▶ _Exercise details_
Could you reproduce every row below word for word, leaving the pictures out of your answer?
━━━ Entries provided ━━━
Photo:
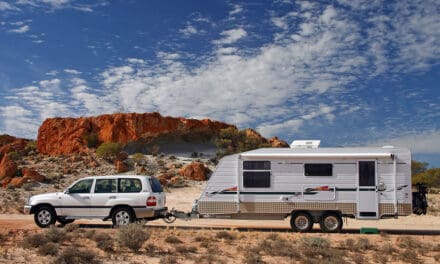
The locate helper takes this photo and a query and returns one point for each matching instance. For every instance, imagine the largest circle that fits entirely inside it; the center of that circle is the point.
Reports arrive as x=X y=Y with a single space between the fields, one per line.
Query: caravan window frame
x=331 y=165
x=256 y=174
━━━
▶ _Task result_
Photo:
The locate helper takes this photo and a query and returns one point for each matching instance. For every instance, imagine the largest circle that fits entirely inside it; the center of that circle is the point.
Reports arrive as x=X y=Y with a single space between the fields, one per line.
Query: caravan window frame
x=331 y=165
x=256 y=174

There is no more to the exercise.